>> begin Given entries

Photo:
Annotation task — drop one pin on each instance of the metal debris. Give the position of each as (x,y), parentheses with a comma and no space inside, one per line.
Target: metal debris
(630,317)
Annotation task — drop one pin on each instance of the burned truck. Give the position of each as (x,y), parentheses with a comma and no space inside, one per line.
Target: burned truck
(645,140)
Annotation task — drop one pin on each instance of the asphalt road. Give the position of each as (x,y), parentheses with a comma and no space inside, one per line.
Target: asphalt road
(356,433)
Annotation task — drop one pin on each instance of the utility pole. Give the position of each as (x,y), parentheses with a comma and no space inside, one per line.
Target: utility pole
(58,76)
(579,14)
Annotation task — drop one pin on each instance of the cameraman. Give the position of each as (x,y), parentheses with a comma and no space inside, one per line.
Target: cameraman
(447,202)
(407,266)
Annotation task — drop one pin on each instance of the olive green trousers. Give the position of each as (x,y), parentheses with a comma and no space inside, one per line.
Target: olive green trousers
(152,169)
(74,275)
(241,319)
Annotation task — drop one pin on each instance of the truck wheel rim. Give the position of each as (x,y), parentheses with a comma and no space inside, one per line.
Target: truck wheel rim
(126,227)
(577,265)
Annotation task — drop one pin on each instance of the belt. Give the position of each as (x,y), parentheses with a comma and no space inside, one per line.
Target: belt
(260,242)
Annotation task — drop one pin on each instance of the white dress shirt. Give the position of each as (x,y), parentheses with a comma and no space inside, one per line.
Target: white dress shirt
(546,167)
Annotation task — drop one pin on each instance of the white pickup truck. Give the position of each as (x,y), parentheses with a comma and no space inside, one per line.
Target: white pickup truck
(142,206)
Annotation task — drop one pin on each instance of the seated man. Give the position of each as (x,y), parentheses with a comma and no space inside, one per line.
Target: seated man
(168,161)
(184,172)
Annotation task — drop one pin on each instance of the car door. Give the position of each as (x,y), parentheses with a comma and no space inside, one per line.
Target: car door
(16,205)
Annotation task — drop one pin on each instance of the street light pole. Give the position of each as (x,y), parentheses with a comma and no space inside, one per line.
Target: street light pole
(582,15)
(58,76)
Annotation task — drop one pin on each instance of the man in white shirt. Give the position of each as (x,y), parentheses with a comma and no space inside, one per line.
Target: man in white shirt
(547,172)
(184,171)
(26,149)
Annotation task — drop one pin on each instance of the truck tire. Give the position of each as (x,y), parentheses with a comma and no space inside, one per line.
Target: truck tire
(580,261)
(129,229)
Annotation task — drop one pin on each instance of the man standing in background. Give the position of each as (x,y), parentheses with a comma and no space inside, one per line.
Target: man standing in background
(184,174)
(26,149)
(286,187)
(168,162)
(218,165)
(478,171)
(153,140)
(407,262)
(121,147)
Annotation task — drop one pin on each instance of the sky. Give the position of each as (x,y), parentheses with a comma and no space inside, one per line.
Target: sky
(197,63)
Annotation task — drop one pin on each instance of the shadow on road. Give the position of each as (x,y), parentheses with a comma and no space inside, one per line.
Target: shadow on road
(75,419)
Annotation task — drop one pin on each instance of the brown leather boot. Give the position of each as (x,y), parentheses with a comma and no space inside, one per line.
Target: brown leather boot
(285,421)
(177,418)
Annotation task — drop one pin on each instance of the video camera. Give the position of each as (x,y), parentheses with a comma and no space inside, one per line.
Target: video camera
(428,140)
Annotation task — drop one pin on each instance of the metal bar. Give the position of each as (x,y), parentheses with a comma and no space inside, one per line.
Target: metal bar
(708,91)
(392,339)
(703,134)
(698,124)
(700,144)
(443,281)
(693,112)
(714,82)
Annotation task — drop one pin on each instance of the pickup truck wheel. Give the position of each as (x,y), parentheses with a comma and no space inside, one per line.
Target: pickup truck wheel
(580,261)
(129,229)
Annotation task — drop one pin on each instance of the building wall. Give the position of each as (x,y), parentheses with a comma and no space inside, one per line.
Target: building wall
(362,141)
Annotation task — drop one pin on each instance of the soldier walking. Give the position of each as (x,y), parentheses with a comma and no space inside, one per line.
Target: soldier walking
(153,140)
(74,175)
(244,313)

>> end Given entries

* _Given problem_: Each record must be returned exactly as it is written.

* _Answer to this problem_:
Photo:
Annotation task — drop one pin on each instance of the metal debris. Give the position of each as (x,y), parentheses with a comma and no space inside, one per line.
Target: metal debris
(630,317)
Annotation task — drop one pin on each instance of the burned truck. Give the position of each as (x,y), parentheses with a comma and no space inside, one per line.
Target: burned truck
(645,140)
Annotation task — drop one pin on each instance of the asphalt road. Give the position of each as (x,y), parentheses with a comma and no space inside, one per line.
Target: asphalt road
(356,433)
Annotation task — drop one pin on each instance of the utility pole. Give the position of each as (x,y), parentheses with a comma and no space inside, one per line.
Target: utility pole
(58,76)
(579,14)
Annotation task — drop one pin on each instance of the cameraman. Give the position of each as (x,y), parentheses with a comma and no space inside, one per line.
Target: cameraman
(447,202)
(407,266)
Annotation task — drop one pin on each instance of the olive green trousers. Give the position of each as (x,y), parentheses with a comma and no space inside, one per line.
Target: olive green trousers
(152,169)
(74,275)
(241,319)
Annotation task — drop one pin on each instance of the truck wheel rim. Give the position of each as (x,y), parentheses with a comma and no space inside, one per line.
Target: truck wheel rim
(126,227)
(577,265)
Annotation task — drop one pin on each instance of the belt. Give the position of each as (x,y), parentheses with a comma and no space inside, one per line.
Target: belt
(260,242)
Annotation task — drop one pin on each instance of the white dress shirt. Give the position of each as (x,y), parentheses with a comma and no space inside, one per line.
Target: white dress shirt
(546,167)
Annotation task — drop one pin on each instance of the white pickup truck. Give the position of each as (x,y), parentheses with a comma and no space inside, one per line.
Target: white pickup truck
(142,206)
Annotation task — drop one pin on each instance of the seated man. Give the position of each as (x,y), parentheses with a comma and no space inside, one per line.
Target: seated man
(168,161)
(184,172)
Annotation task — drop one pin on each instance of the car door. Give the position of each as (x,y), parentheses with a comma and no space inside, one per line.
Target: car door
(16,205)
Annotation task — drop one pin on each instance of the street light pole. Give the position of each as (x,y), parentheses with a comma and no space inside, one per line.
Target: street light pole
(582,15)
(58,76)
Annotation task — drop one pin on each instance of the man in white shirt. Give the position of each as (x,y), parentheses with a comma and no space inside, one per line.
Target: man in white shirt
(547,172)
(184,171)
(26,149)
Annotation task — drop one pin on each instance of the truck tire. Give the position of each as (x,y), parentheses with a comma and no space inside, one per line.
Target: truck tire
(580,261)
(129,229)
Annotation task — drop one pin on each instance of the man standing in background. Give the position of each as (x,y), parentheses with a comma and no space inside, one per line.
Target: man standing in background
(184,174)
(26,149)
(286,187)
(168,162)
(218,165)
(478,171)
(153,140)
(407,262)
(121,147)
Annotation task — drop one pin on each instance of the sky. Give the position of each as (x,y), parentheses with a comma and no space inside, one per line.
Target: sky
(197,63)
Annotation task — drop one pin on each instance of the shadow on road. Give the position of each as (x,y), parentheses with a comma and no space inside, one per line.
Target: shadow on road
(75,419)
Annotation task — drop one pin on each instance of the brown leather boot. Give the position of each as (x,y), parentheses with a comma and no space inside, one per line.
Target: brown leather boot
(285,421)
(177,418)
Annotation task — drop one pin on each instance of the video camera. Give the position of each as (x,y), parentheses with a comma and no space inside, one per line.
Target: video camera
(428,140)
Annotation task — drop one pin on each instance of the metal bar. Give the position of each as (x,y), parentheses with a comma and no space inside, one per line.
Target: metal bar
(708,91)
(392,339)
(703,134)
(698,124)
(700,144)
(443,281)
(693,112)
(714,82)
Annotation task — drop one pin on each instance of the pickup truck wheel. Give the position of each as (x,y), parentheses with a comma and no space inside, one per line.
Target: pickup truck wheel
(580,261)
(129,229)
Annotation task — drop one pin on each instance of the building wall. Give the position of each as (x,y), parentheses with a comma and no space inside, one per line.
Target: building wall
(362,141)
Annotation task — drop one pin on each instance of the soldier walking. Give the position of each as (x,y), parentheses with a comma and no space inside, one per line.
Target: soldier walking
(153,140)
(74,175)
(244,313)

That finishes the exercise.